Transcribe exactly the lines from the one holding "the leaf litter." to the end of the data below, including both of those lines and no others.

# RECORDS FOR THIS EXERCISE start

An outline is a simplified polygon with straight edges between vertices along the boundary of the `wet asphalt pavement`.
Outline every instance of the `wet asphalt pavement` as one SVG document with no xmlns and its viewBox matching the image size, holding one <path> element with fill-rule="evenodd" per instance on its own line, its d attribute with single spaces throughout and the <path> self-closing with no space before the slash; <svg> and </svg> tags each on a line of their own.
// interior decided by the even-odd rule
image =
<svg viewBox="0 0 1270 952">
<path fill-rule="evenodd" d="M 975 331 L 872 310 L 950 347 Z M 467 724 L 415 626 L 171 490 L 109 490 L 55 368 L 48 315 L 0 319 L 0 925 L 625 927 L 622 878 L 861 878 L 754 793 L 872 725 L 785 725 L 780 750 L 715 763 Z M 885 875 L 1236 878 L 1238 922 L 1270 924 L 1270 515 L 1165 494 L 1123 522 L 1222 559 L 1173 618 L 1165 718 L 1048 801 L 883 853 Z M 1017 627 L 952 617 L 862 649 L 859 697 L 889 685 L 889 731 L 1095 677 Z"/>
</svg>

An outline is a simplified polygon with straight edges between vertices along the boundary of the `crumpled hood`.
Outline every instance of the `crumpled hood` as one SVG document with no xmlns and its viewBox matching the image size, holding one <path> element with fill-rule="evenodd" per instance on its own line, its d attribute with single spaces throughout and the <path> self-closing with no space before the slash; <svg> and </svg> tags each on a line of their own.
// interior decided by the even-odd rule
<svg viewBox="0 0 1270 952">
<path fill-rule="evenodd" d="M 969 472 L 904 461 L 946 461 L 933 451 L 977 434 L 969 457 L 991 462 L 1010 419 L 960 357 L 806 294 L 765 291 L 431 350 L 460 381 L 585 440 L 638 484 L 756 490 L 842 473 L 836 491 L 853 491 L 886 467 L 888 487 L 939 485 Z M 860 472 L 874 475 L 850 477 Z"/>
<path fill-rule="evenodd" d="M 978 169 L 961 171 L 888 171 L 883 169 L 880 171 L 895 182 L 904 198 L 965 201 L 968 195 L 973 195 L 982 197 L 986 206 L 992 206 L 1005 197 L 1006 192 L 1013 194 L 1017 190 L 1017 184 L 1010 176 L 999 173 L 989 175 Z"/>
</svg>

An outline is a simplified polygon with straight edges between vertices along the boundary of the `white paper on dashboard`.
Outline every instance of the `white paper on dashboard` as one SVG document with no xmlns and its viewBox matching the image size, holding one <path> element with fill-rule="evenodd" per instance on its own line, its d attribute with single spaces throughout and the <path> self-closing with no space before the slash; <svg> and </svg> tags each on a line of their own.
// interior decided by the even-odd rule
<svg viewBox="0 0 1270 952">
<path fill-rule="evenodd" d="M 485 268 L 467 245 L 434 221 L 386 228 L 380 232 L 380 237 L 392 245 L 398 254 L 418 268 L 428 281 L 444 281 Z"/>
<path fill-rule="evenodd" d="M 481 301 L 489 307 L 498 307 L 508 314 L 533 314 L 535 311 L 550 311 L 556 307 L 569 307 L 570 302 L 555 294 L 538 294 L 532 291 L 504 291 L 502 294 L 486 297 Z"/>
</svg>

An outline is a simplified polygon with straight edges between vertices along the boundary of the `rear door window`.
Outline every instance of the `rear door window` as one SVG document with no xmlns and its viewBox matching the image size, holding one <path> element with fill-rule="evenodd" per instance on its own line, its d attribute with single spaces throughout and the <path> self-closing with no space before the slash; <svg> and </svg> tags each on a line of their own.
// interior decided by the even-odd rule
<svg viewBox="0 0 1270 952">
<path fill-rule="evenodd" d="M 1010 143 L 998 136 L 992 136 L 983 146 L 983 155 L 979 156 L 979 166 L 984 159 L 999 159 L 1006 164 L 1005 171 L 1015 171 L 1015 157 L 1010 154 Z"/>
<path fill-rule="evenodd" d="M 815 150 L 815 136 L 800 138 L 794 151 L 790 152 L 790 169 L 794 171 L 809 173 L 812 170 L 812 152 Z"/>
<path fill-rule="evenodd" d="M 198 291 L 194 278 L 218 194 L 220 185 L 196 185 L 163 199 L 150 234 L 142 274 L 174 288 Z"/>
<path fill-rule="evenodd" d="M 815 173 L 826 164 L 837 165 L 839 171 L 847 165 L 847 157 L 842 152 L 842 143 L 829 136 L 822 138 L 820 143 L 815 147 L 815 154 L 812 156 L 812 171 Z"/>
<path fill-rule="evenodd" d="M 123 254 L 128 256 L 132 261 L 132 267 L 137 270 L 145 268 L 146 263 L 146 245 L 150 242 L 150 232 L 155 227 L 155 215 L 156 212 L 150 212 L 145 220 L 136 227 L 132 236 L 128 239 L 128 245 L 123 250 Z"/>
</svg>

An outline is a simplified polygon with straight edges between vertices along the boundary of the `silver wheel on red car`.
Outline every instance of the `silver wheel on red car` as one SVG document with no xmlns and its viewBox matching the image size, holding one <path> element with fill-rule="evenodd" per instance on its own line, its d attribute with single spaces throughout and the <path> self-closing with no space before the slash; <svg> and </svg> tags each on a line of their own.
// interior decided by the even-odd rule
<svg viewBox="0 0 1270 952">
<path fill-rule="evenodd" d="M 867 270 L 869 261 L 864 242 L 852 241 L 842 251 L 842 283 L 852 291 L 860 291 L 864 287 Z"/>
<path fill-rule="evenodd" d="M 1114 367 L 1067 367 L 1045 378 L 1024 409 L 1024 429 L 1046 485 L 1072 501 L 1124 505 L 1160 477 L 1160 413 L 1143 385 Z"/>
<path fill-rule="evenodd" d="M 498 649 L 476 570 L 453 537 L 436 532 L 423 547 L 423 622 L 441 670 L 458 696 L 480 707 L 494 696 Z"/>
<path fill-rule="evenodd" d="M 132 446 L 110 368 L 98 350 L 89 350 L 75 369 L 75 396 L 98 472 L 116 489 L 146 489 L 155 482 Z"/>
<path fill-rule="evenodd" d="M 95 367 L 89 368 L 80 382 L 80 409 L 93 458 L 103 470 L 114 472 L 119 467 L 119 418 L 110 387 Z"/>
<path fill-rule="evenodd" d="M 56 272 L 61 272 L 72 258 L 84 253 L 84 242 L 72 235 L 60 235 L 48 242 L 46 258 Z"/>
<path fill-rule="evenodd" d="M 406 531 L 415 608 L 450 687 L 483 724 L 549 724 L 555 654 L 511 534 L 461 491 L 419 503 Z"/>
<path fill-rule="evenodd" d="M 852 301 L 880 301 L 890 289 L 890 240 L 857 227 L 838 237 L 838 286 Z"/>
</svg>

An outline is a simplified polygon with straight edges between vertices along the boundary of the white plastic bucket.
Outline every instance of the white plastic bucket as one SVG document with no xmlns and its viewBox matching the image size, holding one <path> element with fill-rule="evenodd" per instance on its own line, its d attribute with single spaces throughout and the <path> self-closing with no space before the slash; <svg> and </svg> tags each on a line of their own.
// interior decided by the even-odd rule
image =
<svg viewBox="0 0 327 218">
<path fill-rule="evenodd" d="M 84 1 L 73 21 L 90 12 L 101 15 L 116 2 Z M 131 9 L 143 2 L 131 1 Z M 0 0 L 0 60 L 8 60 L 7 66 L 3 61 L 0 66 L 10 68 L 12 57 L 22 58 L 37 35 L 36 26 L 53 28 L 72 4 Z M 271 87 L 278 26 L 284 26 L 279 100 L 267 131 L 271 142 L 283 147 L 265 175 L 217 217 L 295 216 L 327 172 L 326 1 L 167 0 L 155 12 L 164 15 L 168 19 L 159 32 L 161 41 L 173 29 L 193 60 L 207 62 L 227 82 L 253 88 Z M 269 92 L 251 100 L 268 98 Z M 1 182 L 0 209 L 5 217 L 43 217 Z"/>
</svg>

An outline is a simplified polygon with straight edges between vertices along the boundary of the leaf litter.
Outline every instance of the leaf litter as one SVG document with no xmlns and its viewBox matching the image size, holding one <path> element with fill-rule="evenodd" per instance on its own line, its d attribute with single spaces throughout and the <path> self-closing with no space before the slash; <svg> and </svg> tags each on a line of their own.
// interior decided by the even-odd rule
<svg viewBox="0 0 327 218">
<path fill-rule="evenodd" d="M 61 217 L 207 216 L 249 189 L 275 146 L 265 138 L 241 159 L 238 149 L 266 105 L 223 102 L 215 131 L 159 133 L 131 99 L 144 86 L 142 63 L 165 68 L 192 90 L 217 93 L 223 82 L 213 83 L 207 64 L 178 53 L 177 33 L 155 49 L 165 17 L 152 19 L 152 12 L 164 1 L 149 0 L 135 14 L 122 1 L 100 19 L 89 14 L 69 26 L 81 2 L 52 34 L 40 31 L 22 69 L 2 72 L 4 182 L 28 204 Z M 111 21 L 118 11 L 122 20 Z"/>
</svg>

# RECORDS FOR THIS EXERCISE end

- RESPONSE BELOW
An outline is a simplified polygon with straight edges between vertices along the boundary of the leaf litter.
Outline every instance of the leaf litter as one SVG document with no xmlns and its viewBox matching the image size, holding one <path> element with fill-rule="evenodd" per instance on its own line, its d attribute with single spaces throughout and the <path> self-closing with no space before the slash; <svg> and </svg> tags each on a line of their own.
// interior decided by the even-odd rule
<svg viewBox="0 0 327 218">
<path fill-rule="evenodd" d="M 61 217 L 207 216 L 249 189 L 275 146 L 265 138 L 241 159 L 238 149 L 266 105 L 223 102 L 215 131 L 159 133 L 131 99 L 144 86 L 142 63 L 165 68 L 192 90 L 217 93 L 223 82 L 213 83 L 207 64 L 178 53 L 177 33 L 155 49 L 165 17 L 152 19 L 152 12 L 164 1 L 149 0 L 135 14 L 122 1 L 100 19 L 89 14 L 69 26 L 81 2 L 52 34 L 40 31 L 22 69 L 2 72 L 4 182 L 28 204 Z M 111 21 L 118 11 L 122 20 Z"/>
</svg>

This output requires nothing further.